TASK GOAL:
Return, character for character, the lines from the one bearing "of the drawer" through the end of the material. Omit everything before that line.

INPUT RECORDS:
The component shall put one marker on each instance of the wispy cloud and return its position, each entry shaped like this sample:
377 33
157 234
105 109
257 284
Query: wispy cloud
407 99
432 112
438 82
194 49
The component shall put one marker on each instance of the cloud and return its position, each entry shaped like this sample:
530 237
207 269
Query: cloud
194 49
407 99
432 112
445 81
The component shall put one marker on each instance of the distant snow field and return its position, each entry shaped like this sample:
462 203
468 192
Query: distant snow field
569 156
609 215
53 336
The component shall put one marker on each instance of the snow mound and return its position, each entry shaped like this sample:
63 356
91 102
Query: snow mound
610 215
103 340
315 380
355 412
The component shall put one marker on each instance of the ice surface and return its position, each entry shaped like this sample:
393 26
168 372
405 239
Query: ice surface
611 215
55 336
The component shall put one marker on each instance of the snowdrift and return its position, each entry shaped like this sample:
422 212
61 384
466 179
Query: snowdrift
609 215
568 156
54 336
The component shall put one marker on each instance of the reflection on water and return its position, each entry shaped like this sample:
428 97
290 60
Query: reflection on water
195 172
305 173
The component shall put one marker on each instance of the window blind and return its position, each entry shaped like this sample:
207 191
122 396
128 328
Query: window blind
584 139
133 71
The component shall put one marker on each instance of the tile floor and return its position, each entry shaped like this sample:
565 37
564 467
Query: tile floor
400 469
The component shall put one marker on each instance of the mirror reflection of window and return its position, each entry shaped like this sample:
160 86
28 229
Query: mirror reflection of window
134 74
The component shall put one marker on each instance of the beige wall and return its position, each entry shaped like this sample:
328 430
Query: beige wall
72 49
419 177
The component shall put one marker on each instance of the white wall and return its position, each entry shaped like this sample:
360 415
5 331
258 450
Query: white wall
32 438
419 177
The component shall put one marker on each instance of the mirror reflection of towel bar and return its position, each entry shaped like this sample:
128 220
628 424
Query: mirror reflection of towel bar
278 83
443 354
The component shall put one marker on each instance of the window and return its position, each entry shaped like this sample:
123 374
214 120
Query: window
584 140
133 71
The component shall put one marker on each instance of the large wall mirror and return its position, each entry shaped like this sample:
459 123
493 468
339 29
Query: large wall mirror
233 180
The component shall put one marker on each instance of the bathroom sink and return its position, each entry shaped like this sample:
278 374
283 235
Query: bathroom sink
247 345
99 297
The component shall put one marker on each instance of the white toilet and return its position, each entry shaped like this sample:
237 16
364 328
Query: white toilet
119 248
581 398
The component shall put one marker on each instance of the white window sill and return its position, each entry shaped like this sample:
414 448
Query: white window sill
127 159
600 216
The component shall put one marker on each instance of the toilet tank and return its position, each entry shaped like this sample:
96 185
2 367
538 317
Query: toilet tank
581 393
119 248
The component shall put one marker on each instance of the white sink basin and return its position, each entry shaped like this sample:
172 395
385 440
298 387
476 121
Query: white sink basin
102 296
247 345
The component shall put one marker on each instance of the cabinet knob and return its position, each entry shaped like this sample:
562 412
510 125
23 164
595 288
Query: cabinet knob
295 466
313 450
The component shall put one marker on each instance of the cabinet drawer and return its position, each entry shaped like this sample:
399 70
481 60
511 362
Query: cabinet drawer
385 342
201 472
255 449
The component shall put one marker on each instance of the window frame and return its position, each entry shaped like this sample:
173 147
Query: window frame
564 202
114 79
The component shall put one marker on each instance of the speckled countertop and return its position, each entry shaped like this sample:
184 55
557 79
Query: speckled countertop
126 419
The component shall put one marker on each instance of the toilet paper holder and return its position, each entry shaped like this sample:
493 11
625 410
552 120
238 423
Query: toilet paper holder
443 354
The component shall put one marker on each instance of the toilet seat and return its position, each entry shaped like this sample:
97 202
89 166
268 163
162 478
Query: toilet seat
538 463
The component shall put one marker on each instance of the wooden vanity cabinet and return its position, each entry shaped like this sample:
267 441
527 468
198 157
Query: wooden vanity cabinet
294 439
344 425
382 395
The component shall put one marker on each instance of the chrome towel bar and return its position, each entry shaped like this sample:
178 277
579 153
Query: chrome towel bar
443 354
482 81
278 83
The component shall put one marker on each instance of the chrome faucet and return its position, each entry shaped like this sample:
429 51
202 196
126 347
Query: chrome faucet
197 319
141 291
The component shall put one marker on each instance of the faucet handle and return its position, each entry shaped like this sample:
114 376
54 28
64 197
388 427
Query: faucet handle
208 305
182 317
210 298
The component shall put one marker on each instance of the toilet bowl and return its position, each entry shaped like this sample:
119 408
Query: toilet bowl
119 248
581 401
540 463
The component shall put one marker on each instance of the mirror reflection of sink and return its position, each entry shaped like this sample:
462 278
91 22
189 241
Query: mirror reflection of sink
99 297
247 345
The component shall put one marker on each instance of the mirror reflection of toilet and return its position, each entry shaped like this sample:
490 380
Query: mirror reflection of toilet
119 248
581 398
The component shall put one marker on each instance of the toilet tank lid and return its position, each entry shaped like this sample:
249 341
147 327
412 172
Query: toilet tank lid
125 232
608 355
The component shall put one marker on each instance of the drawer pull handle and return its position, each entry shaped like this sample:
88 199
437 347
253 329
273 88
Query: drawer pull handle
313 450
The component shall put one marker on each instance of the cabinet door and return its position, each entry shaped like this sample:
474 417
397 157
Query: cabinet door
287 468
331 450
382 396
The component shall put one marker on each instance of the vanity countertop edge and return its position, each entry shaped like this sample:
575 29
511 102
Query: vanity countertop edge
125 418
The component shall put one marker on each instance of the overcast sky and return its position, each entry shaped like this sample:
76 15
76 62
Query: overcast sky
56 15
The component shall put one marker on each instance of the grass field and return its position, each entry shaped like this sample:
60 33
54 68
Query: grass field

SOLUTION TO THIS PROBLEM:
The component shall put one marker on each instance of the drawer pull handle and return its position, each entry shaped like this sample:
88 199
437 347
253 329
273 88
Query: drawer pull handle
313 450
The component shall put one marker on each instance of the cabinet door and return its position, each entry shaped like this sample:
474 417
397 157
Query: cabinet door
287 468
331 450
382 396
The component shall put one marker on each instance of the vanity countertop edge and return its position, each entry shaped like this sample:
575 29
511 102
Query: vanity countertop edge
125 418
The component shall put one marker on each instance of the overcast sky and return its position, each entry shaped like this sample:
76 15
76 62
Query: overcast sky
56 15
The component shall put one marker on each instance of the grass field and return its position, each entry shaped like this sample:
60 33
54 68
Query: grass field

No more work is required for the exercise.